Cenas que acontecem fora de casa

|Tânia Rei|
Estava a chover. Talvez não estivesse, mas, à semelhança da restante semana, haveria de chover. Dias cinzentos tornam-nos cinzentos. E carrancudos. E chatos, mal-humorados. Como não gosto de ser assim, conforme descrevi, e porque sou muito curiosa, enquanto caminho na rua procuro sempre motivos para me distrair ou alegrar.

Dois senhores estão, ali perto, a trabalhar na rua. Há pelo menos uma hora, decerto. Já estão adiantados em relação a mim, que estou agora a caminhar para o emprego. “Dá-me um cigarro.”, pede um deles. “Ó Sandro, tu nem fumas. Queres o cigarro para quê? Para aquecer?”. Apesar da conversa sem nexo, e de ainda ser muito cedo para o meu cérebro tremelicante, (faltam alguns minutos para as nove da manhã, tenham dó de mim) não posso deixar de sorrir. O sorriso genuíno provocado pela espontaneidade do diálogo.

Mas esta mania de ouvir conversas alheias não é de agora. No fundo, todos temos este espírito de voyeur em relação às vidas que nos passam debaixo das barbas, todos os dias. É impossível não ouvir os desabafos de uma jovem, ao telemóvel com uma amiga. Sobre as agruras da vida, numa mesa de café. Sobre os problemas que o Ti Manuel tem tido com uns terrenos, e por causa do tempo (ai, o malfadado tempo, que agora está de chuva).

■ **Material extraído**:

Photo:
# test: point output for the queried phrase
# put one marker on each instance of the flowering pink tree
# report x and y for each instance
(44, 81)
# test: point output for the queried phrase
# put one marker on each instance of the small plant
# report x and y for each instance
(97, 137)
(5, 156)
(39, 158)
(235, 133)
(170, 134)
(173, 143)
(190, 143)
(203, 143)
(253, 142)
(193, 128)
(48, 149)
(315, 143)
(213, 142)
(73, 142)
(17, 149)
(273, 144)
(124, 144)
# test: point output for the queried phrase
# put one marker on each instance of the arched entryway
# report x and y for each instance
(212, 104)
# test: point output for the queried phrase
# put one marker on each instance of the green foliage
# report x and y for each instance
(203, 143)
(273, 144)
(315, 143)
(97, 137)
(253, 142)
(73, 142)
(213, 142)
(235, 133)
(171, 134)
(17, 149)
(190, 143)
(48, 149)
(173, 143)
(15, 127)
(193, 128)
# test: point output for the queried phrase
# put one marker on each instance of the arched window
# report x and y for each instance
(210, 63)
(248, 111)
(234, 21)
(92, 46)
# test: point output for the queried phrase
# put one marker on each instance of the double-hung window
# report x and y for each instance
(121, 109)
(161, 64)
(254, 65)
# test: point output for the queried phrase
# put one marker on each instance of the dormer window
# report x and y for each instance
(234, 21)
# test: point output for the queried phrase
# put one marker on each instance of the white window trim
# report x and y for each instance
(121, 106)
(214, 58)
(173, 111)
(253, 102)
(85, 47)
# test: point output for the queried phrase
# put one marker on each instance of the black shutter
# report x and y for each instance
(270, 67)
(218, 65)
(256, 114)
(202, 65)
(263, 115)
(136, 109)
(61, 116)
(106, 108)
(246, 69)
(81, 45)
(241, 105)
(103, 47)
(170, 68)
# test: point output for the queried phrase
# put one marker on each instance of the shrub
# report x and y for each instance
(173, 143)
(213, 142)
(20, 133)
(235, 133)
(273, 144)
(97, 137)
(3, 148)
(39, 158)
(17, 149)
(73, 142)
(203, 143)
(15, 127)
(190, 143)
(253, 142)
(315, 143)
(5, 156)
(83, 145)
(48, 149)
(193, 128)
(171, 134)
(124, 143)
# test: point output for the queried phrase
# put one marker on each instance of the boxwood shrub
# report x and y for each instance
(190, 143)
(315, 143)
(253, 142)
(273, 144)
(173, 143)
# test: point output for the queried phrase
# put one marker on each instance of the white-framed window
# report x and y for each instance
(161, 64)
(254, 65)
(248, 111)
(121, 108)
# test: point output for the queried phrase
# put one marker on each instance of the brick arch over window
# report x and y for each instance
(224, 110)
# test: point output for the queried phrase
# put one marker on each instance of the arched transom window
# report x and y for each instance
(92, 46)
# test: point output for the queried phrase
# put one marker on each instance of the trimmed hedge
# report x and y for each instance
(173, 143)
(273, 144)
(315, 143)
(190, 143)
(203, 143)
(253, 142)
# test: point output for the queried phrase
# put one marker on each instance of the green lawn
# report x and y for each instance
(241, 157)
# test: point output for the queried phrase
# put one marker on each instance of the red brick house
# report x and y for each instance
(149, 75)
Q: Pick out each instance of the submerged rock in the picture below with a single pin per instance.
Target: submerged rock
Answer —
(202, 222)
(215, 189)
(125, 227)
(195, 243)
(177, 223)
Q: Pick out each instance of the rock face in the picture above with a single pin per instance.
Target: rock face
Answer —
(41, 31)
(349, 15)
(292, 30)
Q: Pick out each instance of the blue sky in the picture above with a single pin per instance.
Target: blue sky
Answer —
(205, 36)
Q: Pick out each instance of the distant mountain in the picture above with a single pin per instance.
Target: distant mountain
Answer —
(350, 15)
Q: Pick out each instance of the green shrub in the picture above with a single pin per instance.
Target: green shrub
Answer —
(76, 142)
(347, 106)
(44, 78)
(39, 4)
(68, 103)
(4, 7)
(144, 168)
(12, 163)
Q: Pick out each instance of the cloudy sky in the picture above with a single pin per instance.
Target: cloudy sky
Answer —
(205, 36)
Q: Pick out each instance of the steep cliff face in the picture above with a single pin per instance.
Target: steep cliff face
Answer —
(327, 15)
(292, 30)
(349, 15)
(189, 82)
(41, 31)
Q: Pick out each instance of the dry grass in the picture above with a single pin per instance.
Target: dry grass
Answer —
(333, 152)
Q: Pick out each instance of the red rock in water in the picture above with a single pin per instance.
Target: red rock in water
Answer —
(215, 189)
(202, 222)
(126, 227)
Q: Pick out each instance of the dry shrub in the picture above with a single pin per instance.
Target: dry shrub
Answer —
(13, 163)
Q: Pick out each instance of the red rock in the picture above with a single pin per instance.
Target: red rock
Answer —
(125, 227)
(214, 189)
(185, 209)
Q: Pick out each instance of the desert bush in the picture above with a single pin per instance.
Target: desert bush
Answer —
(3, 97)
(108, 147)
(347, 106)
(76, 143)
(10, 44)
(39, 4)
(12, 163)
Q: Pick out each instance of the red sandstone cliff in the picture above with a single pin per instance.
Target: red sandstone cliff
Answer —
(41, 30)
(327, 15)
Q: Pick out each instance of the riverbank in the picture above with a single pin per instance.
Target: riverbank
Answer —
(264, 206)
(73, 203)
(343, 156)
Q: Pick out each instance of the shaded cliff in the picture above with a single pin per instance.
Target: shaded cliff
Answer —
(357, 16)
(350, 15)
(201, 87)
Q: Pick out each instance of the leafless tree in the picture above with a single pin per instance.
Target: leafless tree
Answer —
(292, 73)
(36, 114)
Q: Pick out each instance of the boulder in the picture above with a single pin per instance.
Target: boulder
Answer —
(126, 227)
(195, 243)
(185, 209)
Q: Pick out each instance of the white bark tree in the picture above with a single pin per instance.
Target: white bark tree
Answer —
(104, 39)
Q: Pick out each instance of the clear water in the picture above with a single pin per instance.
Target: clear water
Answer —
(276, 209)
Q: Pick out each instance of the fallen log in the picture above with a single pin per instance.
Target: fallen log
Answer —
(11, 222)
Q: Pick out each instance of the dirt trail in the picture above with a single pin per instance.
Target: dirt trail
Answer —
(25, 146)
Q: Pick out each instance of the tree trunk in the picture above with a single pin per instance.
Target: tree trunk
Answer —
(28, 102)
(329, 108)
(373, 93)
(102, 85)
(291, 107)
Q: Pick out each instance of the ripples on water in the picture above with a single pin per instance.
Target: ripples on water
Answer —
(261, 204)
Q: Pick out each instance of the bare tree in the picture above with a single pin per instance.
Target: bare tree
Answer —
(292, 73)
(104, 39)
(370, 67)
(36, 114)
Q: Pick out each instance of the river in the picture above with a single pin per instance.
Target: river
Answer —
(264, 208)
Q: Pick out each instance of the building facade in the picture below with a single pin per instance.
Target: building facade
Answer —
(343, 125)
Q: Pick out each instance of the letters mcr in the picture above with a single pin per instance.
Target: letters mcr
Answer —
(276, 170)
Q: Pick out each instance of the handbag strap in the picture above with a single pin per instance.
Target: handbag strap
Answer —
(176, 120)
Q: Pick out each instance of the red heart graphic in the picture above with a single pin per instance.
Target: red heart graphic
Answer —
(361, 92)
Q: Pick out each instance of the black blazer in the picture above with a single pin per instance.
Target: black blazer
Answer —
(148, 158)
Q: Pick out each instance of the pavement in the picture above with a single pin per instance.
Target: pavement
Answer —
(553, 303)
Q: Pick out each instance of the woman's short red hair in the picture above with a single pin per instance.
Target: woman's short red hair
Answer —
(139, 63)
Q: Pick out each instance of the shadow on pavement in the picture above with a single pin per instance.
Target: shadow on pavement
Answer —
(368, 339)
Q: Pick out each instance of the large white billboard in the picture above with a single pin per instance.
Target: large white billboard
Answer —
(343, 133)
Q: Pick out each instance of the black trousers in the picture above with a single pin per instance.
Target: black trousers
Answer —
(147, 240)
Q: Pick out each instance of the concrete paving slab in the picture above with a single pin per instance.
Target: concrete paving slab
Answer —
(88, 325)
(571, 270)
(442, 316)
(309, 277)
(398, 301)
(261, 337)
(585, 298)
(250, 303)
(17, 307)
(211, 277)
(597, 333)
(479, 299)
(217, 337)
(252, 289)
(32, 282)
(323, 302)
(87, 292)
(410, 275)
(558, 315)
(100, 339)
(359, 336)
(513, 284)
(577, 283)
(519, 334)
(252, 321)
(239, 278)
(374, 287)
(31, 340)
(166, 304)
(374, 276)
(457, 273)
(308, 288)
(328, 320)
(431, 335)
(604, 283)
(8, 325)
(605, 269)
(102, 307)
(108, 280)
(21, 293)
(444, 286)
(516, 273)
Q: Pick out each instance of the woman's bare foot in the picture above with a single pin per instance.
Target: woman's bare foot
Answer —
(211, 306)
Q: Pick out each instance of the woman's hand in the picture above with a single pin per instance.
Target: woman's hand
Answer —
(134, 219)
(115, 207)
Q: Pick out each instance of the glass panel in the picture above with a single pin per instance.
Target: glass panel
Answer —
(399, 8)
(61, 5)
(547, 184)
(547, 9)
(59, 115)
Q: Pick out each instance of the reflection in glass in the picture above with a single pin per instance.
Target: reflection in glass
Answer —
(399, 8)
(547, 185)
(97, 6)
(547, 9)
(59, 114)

■ **O que produzir**:
Volte a escrever, na íntegra e sem qualquer alteração, a crónica sobre conversas ouvidas na rua.

■ **Resposta escrita**:
Cenas que acontecem fora de casa

|Tânia Rei|
Estava a chover. Talvez não estivesse, mas, à semelhança da restante semana, haveria de chover. Dias cinzentos tornam-nos cinzentos. E carrancudos. E chatos, mal-humorados. Como não gosto de ser assim, conforme descrevi, e porque sou muito curiosa, enquanto caminho na rua procuro sempre motivos para me distrair ou alegrar.

Dois senhores estão, ali perto, a trabalhar na rua. Há pelo menos uma hora, decerto. Já estão adiantados em relação a mim, que estou agora a caminhar para o emprego. “Dá-me um cigarro.”, pede um deles. “Ó Sandro, tu nem fumas. Queres o cigarro para quê? Para aquecer?”. Apesar da conversa sem nexo, e de ainda ser muito cedo para o meu cérebro tremelicante, (faltam alguns minutos para as nove da manhã, tenham dó de mim) não posso deixar de sorrir. O sorriso genuíno provocado pela espontaneidade do diálogo.

Mas esta mania de ouvir conversas alheias não é de agora. No fundo, todos temos este espírito de voyeur em relação às vidas que nos passam debaixo das barbas, todos os dias. É impossível não ouvir os desabafos de uma jovem, ao telemóvel com uma amiga. Sobre as agruras da vida, numa mesa de café. Sobre os problemas que o Ti Manuel tem tido com uns terrenos, e por causa do tempo (ai, o malfadado tempo, que agora está de chuva).